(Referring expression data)
= = = = = = =

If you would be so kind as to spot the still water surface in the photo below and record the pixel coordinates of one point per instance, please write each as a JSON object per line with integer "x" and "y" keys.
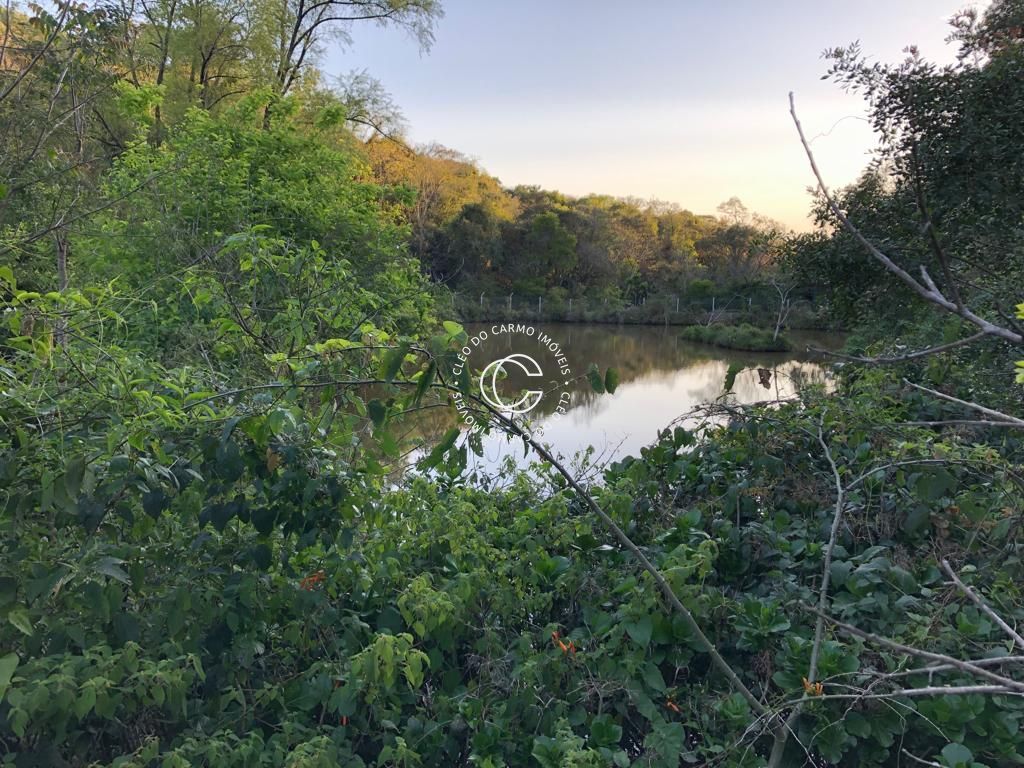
{"x": 662, "y": 377}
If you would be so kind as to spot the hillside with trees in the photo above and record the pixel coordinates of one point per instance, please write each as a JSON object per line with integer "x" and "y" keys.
{"x": 227, "y": 287}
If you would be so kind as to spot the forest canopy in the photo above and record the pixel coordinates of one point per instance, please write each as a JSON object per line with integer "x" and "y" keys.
{"x": 228, "y": 288}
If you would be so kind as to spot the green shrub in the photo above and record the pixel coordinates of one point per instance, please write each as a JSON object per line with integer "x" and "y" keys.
{"x": 743, "y": 337}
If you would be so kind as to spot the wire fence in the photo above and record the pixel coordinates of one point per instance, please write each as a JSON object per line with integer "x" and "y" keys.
{"x": 665, "y": 308}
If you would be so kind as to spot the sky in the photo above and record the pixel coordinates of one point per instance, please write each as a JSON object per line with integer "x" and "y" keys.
{"x": 684, "y": 100}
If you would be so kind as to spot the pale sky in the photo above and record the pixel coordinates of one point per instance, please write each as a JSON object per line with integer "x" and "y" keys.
{"x": 685, "y": 100}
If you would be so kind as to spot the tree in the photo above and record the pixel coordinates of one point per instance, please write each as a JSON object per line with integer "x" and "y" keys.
{"x": 297, "y": 28}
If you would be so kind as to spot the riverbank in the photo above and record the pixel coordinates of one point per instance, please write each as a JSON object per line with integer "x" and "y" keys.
{"x": 645, "y": 315}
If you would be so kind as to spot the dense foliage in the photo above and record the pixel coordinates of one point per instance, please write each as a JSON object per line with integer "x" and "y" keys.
{"x": 226, "y": 542}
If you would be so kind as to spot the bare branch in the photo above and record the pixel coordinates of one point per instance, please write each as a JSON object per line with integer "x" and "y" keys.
{"x": 968, "y": 667}
{"x": 929, "y": 292}
{"x": 901, "y": 357}
{"x": 819, "y": 628}
{"x": 977, "y": 600}
{"x": 995, "y": 415}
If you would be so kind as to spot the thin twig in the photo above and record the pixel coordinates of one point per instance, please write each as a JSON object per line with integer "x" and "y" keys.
{"x": 996, "y": 415}
{"x": 900, "y": 357}
{"x": 926, "y": 290}
{"x": 977, "y": 600}
{"x": 967, "y": 667}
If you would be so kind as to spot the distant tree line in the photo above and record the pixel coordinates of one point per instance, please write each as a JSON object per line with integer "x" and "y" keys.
{"x": 474, "y": 235}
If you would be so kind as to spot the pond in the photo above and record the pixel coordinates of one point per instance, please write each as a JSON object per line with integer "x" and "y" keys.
{"x": 662, "y": 377}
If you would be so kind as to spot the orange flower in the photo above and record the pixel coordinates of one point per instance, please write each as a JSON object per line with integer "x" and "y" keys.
{"x": 568, "y": 647}
{"x": 312, "y": 580}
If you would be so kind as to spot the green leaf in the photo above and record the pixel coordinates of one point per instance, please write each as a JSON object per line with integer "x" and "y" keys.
{"x": 86, "y": 700}
{"x": 111, "y": 566}
{"x": 426, "y": 379}
{"x": 74, "y": 473}
{"x": 640, "y": 631}
{"x": 19, "y": 620}
{"x": 669, "y": 741}
{"x": 8, "y": 664}
{"x": 956, "y": 756}
{"x": 610, "y": 380}
{"x": 378, "y": 412}
{"x": 263, "y": 519}
{"x": 604, "y": 731}
{"x": 391, "y": 363}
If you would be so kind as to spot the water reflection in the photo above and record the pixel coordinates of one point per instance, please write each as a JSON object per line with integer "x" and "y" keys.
{"x": 662, "y": 377}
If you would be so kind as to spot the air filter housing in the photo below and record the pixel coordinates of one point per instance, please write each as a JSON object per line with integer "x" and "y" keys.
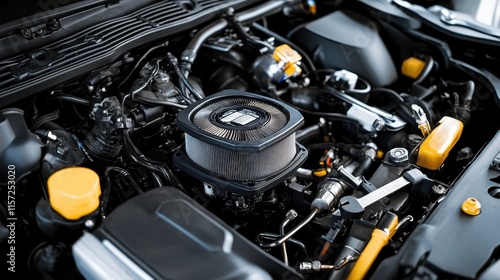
{"x": 240, "y": 142}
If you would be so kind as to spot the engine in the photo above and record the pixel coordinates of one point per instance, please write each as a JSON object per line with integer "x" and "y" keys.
{"x": 273, "y": 139}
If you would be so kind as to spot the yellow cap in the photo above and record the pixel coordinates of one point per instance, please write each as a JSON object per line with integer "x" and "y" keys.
{"x": 286, "y": 54}
{"x": 412, "y": 67}
{"x": 471, "y": 206}
{"x": 74, "y": 192}
{"x": 437, "y": 145}
{"x": 289, "y": 57}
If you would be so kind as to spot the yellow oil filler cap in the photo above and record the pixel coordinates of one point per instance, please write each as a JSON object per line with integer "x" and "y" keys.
{"x": 437, "y": 145}
{"x": 286, "y": 55}
{"x": 412, "y": 67}
{"x": 471, "y": 207}
{"x": 74, "y": 192}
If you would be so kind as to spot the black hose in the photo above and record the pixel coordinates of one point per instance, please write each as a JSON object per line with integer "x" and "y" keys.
{"x": 158, "y": 167}
{"x": 44, "y": 119}
{"x": 393, "y": 94}
{"x": 72, "y": 99}
{"x": 287, "y": 236}
{"x": 362, "y": 167}
{"x": 307, "y": 60}
{"x": 105, "y": 196}
{"x": 165, "y": 44}
{"x": 172, "y": 60}
{"x": 189, "y": 54}
{"x": 469, "y": 93}
{"x": 429, "y": 63}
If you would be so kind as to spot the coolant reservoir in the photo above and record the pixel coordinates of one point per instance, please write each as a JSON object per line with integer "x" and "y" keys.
{"x": 438, "y": 144}
{"x": 74, "y": 192}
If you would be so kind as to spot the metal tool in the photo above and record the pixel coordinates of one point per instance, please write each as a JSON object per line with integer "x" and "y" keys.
{"x": 455, "y": 18}
{"x": 352, "y": 207}
{"x": 392, "y": 122}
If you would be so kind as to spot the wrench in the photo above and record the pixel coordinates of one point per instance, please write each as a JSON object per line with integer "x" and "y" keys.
{"x": 353, "y": 208}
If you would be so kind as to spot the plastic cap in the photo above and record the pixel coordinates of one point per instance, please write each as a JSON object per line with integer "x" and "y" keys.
{"x": 412, "y": 67}
{"x": 471, "y": 207}
{"x": 74, "y": 192}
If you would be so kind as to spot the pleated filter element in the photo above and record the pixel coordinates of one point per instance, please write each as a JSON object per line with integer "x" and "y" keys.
{"x": 239, "y": 137}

= = = = = = =

REQUIREMENT
Pictures are to be left out when the entries above are repeated exactly.

ANSWER BOX
If you would be so kind as to spot the still water surface in the photo below and record the pixel coordinates of one point per instance, please write each as a JSON object per line with integer "x" and "y" keys.
{"x": 662, "y": 377}
If you would be so kind as to spot the hillside with trees in the photo above and record the pixel coordinates of one point per instance, please write each as a JSON object per line with integer "x" and "y" keys.
{"x": 227, "y": 287}
If you would be so kind as to spot the forest canopy in the photo above and record the pixel coordinates of one point per instance, please write each as a JSON object per line with integer "x" and "y" keys.
{"x": 228, "y": 288}
If you would be so kind as to spot the green shrub in the photo above and record the pixel coordinates of one point per instance, please write each as a JSON object per line with integer "x" and "y" keys.
{"x": 743, "y": 337}
If you would be so kind as to spot the wire fence in the photo above and record the pixel coordinates of one point per instance, please write each as a JSON object per line with integer "x" and "y" keys.
{"x": 665, "y": 308}
If you would be so kind as to spot the sky in the photo above and record the pixel coordinates of one point per instance, please write each as a JSON object per line with integer "x" and "y" keys.
{"x": 684, "y": 100}
If you would be so kind as to spot the pale sky in the photo above and record the pixel coordinates of one point per instance, please write each as a JSON object per line with integer "x" and "y" keys.
{"x": 685, "y": 100}
If you would be so kind as to spot the tree in the photo above and record the pixel coordinates of one point per instance, please write each as a JSON object per line with integer "x" and "y" keys.
{"x": 297, "y": 28}
If you would be so kind as to spot the riverbank in the photo above and record the pixel coordinates of one point per instance, please write each as a JSON object per line with integer "x" and "y" keys.
{"x": 645, "y": 315}
If you would be so kind as to spot the dense foliage in the photo above and record the pixel coordinates of one point per instance, please write each as a JSON object per line with integer "x" and "y" keys.
{"x": 226, "y": 542}
If you would be so kind as to spot the bare branch in the photo above and record the pixel coordinates of one point per instance, please write each as a JSON object per line with integer "x" and "y" keys.
{"x": 968, "y": 667}
{"x": 929, "y": 292}
{"x": 901, "y": 357}
{"x": 819, "y": 628}
{"x": 977, "y": 600}
{"x": 995, "y": 415}
If you would be so kind as to spot the thin twig in the photo above and record the pixel coordinates of one point per instance, please write each as a JSON object per line with integer "x" and "y" keys.
{"x": 996, "y": 415}
{"x": 900, "y": 357}
{"x": 926, "y": 290}
{"x": 977, "y": 600}
{"x": 967, "y": 667}
If you would be so kind as to spot the distant tree line in the photo above and record the pixel coordinates of one point per instance, please write each as a JSON object per line with integer "x" and "y" keys.
{"x": 474, "y": 235}
If you would be so kind as to spot the pond in the photo above and record the pixel coordinates of one point per instance, please write each as a JSON object per line with integer "x" and "y" keys.
{"x": 662, "y": 377}
If you would be so kind as to spot the orange flower in the photo above and record the pixel coordinates of one point per instance, please write each as a JSON object per line with integer "x" and "y" keys.
{"x": 568, "y": 647}
{"x": 312, "y": 580}
If you would be so kind as to spot the green leaf in the photo above and record the pixel coordinates of one point per instance, please write each as a JSON object per line with integer "x" and "y" keys.
{"x": 86, "y": 700}
{"x": 111, "y": 566}
{"x": 426, "y": 379}
{"x": 74, "y": 473}
{"x": 640, "y": 631}
{"x": 19, "y": 620}
{"x": 669, "y": 741}
{"x": 8, "y": 664}
{"x": 956, "y": 756}
{"x": 610, "y": 380}
{"x": 378, "y": 412}
{"x": 263, "y": 519}
{"x": 604, "y": 731}
{"x": 391, "y": 363}
If you would be so kind as to spot the water reflection in the photo above and record the pixel coordinates of one point per instance, please write each as a JSON object per line with integer "x" and "y" keys.
{"x": 662, "y": 377}
If you would be so kind as to spot the air filter housing in the photo below and record the pixel coordinates of one point per instance, please write each as a JSON object per line with integer "x" and "y" keys.
{"x": 240, "y": 142}
If you would be so kind as to spot the engine in the photo above and record the pixel coordinates of one point per instance, please write each as a JSON object per line with integer "x" and "y" keys.
{"x": 273, "y": 139}
If you would be so kind as to spot the yellow cap in the photo above and record the pixel coordinates of one point per instance, please write each as a JSON object per line with integer "x" and "y" keys.
{"x": 286, "y": 54}
{"x": 412, "y": 67}
{"x": 471, "y": 206}
{"x": 74, "y": 192}
{"x": 437, "y": 145}
{"x": 289, "y": 57}
If you would be so kind as to spot the yellow oil filler cap in the photo above and record the pixel coordinates of one point per instance, please write each as a JSON object per line with integer "x" and "y" keys.
{"x": 437, "y": 145}
{"x": 286, "y": 55}
{"x": 412, "y": 67}
{"x": 471, "y": 207}
{"x": 74, "y": 192}
If you would be so kind as to spot the black hose in the photo above and record the pixel coordinates of one point per instance, please write each as a JSON object per line with integer "x" and "y" keys.
{"x": 158, "y": 167}
{"x": 44, "y": 119}
{"x": 393, "y": 94}
{"x": 72, "y": 99}
{"x": 287, "y": 236}
{"x": 362, "y": 167}
{"x": 307, "y": 60}
{"x": 105, "y": 196}
{"x": 165, "y": 44}
{"x": 172, "y": 60}
{"x": 189, "y": 54}
{"x": 469, "y": 93}
{"x": 429, "y": 63}
If you would be so kind as to spot the coolant reservoir in the photo above and record the pixel coordinates of one point per instance, please write each as a JSON object per line with integer "x" and "y" keys.
{"x": 438, "y": 144}
{"x": 74, "y": 192}
If you would be so kind as to spot the metal tool in the photo above and record the pixel coordinates of one point per instance, please write each as a JSON object per line with integer "x" and "y" keys.
{"x": 455, "y": 18}
{"x": 352, "y": 207}
{"x": 392, "y": 122}
If you would be so kind as to spot the wrench in the photo above and record the pixel coordinates of one point per instance, please write each as a JSON object per line with integer "x" and "y" keys.
{"x": 353, "y": 208}
If you would be so kind as to spot the plastic cap in the photo above and record the pixel coordinates of one point per instance, please write each as a JSON object per line with integer "x" and "y" keys.
{"x": 412, "y": 67}
{"x": 471, "y": 207}
{"x": 74, "y": 192}
If you would be so kind as to spot the pleated filter element in the photo above and record the pixel coordinates of one point per instance, please write each as a JSON object per line with integer "x" and "y" keys.
{"x": 239, "y": 137}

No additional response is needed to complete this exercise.